Exercise instructions:
1. In the piece on the Rev. Jeremiah Wright, swap "vengeance" for "fury" and reproduce the passage between "After weeks of" and "with a vengeance.", inclusive.
2. Summarize the piece on the Rev. Jeremiah Wright in two sentences.
3. Answer these questions from the piece on the Rev. Jeremiah Wright.
(a) In what city did the Rev. Wright hold his news conference on Monday?
(b) What experiment did the Rev. Wright name when defending his view of the government?
(c) On what day did Sen. Obama say he was outraged by the comments?

As the old saying goes: With friends like these, who needs enemies?
After weeks of keeping a low profile, the Rev. Jeremiah Wright — the recently retired pastor of the Chicago church frequented by Democratic presidential front-runner Barack Obama — has come back with a vengeance.
Sen. Obama might have thought he’d weathered the storm over controversial comments his pastor made from the pulpit, many of which were shown on national television and repeated on YouTube. One of his more colorful rants caught on camera saying "God damn America" instead of "God bless America."
But after staying on the sideline for a few weeks as the matter died down, the Rev. Wright has resurfaced and succeeded in rekindling the entire issue. Over the past four days, the Rev. Wright has thrust himself back in the spotlight, attempting to defend himself by arguing that inflammatory comments critical of the United States were taken out of context.
It didn’t help that he then proceeded to embrace some of the very statements he claimed had been somehow misconstrued.
For instance, at a Washington news conference on Monday, the Rev. Wright repeated his assertion that the U.S. government invented the virus that causes AIDS as a means of killing African-Americans.
"Based on this Tuskegee experiment and based on what has happened to Africans in this country, I believe our government is capable of doing anything," he said.
The Rev. Wright also equated criticism of him with attacks on African-American religious traditions.
Sen. Obama succeeded in partially defusing the controversy last month when he delivered his well-received speech on racial issues. At that time, he said he disagreed with many of the Rev. Wright’s remarks, but refused to repudiate the man himself.
Given the recent turn of events, though, Sen. Obama has now embraced a stronger stance.
"I am outraged by the comments that were made and saddened by the spectacle that we saw yesterday," Sen. Obama said Tuesday. "What became clear to me was that [the Rev. Wright] was presenting a world view that contradicts what I am and what I stand for."
None of this can be good news to an Obama campaign struggling to clinch the Democratic nomination. But if the candidate can’t put a muzzle on his former pastor, he might at least win some points for finally condemning in no uncertain terms the paranoid, fantastical rhetoric of the Rev. Jeremiah Wright.

Excerpted records:
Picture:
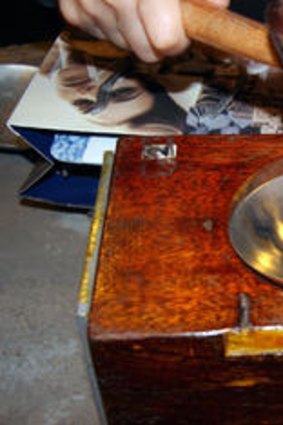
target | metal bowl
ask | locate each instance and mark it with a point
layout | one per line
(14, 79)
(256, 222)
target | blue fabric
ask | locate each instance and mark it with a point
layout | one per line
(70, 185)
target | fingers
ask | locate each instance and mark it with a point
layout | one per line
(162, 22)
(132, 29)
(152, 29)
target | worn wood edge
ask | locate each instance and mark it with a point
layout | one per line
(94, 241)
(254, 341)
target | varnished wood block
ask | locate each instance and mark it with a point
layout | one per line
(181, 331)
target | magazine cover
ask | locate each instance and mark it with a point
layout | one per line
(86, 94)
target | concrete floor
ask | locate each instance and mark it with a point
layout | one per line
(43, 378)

...

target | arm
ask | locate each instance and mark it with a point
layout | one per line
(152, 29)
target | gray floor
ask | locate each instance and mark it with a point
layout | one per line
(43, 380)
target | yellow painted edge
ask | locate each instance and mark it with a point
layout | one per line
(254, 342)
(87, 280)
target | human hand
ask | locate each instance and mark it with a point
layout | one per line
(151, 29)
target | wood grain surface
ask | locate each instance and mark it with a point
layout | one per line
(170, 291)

Numbered responses:
1.
After weeks of keeping a low profile, the Rev. Jeremiah Wright — the recently retired pastor of the Chicago church frequented by Democratic presidential front-runner Barack Obama — has come back with a fury.

2. After weeks out of the public eye, the Rev. Jeremiah Wright, the recently retired pastor of Barack Obama's Chicago church, resurfaced to argue that his inflammatory comments had been taken out of context, yet he repeated some of them, including his claim that the U.S. government invented the virus that causes AIDS. Sen. Obama, who had earlier disagreed with many of Wright's remarks without repudiating him, now said he was outraged by the comments and that Wright presented a world view that contradicts what he stands for.

3.
(a) Washington
(b) The Tuskegee experiment
(c) Tuesday